Exact transcription, pictures omitted: reproduce the listing below.
——————————
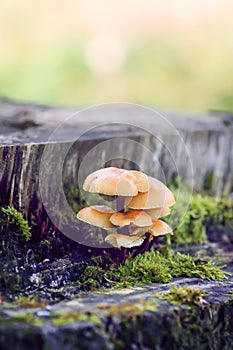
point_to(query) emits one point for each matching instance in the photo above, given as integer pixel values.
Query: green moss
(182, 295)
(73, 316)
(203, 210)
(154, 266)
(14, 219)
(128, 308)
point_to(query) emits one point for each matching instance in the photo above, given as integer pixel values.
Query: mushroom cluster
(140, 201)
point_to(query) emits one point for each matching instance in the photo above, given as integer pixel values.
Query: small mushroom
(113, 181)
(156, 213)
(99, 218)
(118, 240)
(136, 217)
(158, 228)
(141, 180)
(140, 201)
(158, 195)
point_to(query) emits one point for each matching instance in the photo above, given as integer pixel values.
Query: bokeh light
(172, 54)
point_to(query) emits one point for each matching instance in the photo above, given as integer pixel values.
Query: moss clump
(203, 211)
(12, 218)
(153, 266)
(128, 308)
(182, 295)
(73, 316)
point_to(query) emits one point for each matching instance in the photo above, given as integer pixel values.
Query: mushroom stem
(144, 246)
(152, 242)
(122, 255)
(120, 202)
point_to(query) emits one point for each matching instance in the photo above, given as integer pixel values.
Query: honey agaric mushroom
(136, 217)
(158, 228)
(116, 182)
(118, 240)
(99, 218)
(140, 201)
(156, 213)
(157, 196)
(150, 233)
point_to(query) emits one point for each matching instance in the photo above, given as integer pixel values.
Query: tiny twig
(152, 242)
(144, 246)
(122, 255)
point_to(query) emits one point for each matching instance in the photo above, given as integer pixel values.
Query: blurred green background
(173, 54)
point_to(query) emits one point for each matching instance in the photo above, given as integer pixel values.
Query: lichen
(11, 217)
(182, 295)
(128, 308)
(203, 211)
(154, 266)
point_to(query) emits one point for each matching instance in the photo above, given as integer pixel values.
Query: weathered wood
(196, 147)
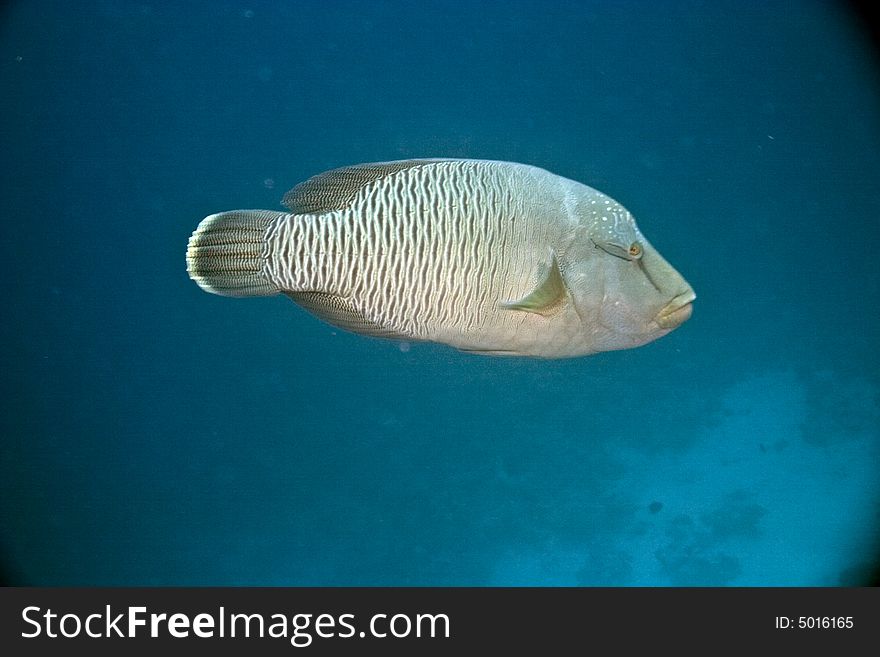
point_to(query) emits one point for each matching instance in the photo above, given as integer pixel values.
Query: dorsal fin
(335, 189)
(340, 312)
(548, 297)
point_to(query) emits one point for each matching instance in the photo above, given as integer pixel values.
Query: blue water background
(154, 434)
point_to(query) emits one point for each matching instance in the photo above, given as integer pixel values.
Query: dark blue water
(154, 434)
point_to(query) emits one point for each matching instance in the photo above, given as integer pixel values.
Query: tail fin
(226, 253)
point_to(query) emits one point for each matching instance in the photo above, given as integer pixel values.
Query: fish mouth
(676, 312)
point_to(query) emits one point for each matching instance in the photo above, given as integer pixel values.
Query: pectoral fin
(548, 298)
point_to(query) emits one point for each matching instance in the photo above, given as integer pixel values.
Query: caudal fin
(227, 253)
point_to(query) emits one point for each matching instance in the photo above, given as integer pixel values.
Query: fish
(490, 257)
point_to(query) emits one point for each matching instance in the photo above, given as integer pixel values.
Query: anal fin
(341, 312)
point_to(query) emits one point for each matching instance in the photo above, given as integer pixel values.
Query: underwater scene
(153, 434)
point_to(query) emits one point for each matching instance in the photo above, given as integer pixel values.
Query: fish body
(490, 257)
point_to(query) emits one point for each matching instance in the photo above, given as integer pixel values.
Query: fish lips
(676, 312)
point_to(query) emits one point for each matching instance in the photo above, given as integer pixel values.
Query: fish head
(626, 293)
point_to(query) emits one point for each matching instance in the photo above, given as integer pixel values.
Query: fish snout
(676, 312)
——————————
▶ **EXERCISE RESPONSE**
point_to(query) emits one point for each matching instance in the photo above, given as integer pixel values.
Query: green moss
(182, 295)
(73, 316)
(203, 210)
(154, 266)
(14, 219)
(128, 308)
point_to(query) emits one point for each matching instance in the photo above, given as integer pixel values.
Query: mushroom cluster
(140, 201)
point_to(query) emits one point for each matching instance in the photo above, given as integer pixel values.
Query: small mushroom
(113, 181)
(156, 213)
(99, 218)
(118, 240)
(136, 217)
(158, 228)
(141, 180)
(140, 201)
(158, 195)
point_to(query) emits one point for each matching instance in the photo above, given as integer pixel values.
Query: bokeh light
(172, 54)
point_to(query) emits one point for each matching instance in the photo above, given as integer pixel values.
Query: moss clump
(203, 211)
(12, 218)
(153, 266)
(128, 308)
(182, 295)
(73, 316)
point_to(query) emits one point for each matching instance in the photo above, given as integer pixel values.
Query: mushroom stem
(144, 246)
(152, 242)
(122, 255)
(120, 202)
point_to(query) emits one point for each matching instance in the photo above, given as integer pixel values.
Query: honey agaric mushroom
(136, 217)
(158, 228)
(116, 182)
(118, 240)
(99, 218)
(140, 201)
(156, 213)
(157, 196)
(150, 233)
point_to(query) emits one point for each matching instance in the photo above, given as integer pixel values.
Query: tiny twig
(152, 242)
(144, 246)
(122, 255)
point_to(query) emits one point for each matching instance in the photo above, given as integer pixel values.
Query: blurred green background
(173, 54)
point_to(query) emits one point for each matching instance in the photo above, given as integer pixel values.
Query: lichen
(11, 217)
(182, 295)
(128, 308)
(203, 211)
(154, 266)
point_to(query) emits one point for each matching instance in the photo above, given as integer pixel values.
Query: weathered wood
(196, 147)
point_to(query) emits one point for each matching instance in the photo above, given as integer pixel values.
Query: dorsal fin
(335, 189)
(340, 312)
(548, 297)
point_to(query) emits one point for each matching instance in the photo above, given as integer pixel values.
Query: blue water background
(154, 434)
point_to(query) emits one point for each matching instance in the photo above, given as integer pixel values.
Query: dark blue water
(154, 434)
point_to(query) emits one point for each matching instance in the photo above, given as integer pixel values.
Query: tail fin
(226, 253)
point_to(query) emits one point for each matching instance in the photo above, given as integer pixel values.
Query: fish mouth
(676, 312)
point_to(query) emits one point for each matching instance in the photo above, given as integer pixel values.
Query: pectoral fin
(548, 298)
point_to(query) emits one point for each matching instance in the photo above, given as integer pixel values.
Query: caudal fin
(227, 253)
point_to(query) emits one point for each matching instance in the photo above, given as integer pixel values.
Query: fish
(490, 257)
point_to(query) emits one point for each matching instance in the photo above, given as integer pixel values.
Query: anal fin
(341, 312)
point_to(query) emits one point for each matching instance in the photo above, given as integer pixel values.
Query: underwater scene
(153, 434)
point_to(query) emits one point for each matching instance in the photo above, given as integer pixel values.
Query: fish body
(490, 257)
point_to(query) emits one point for each matching instance in the photo above, given as integer pixel values.
Query: fish lips
(676, 312)
point_to(query) emits one point for each matching instance in the photo above, given as integer pixel values.
Query: fish head
(626, 293)
point_to(query) emits one point for each matching instance in the photo above, given as integer pixel values.
Query: fish snout
(676, 312)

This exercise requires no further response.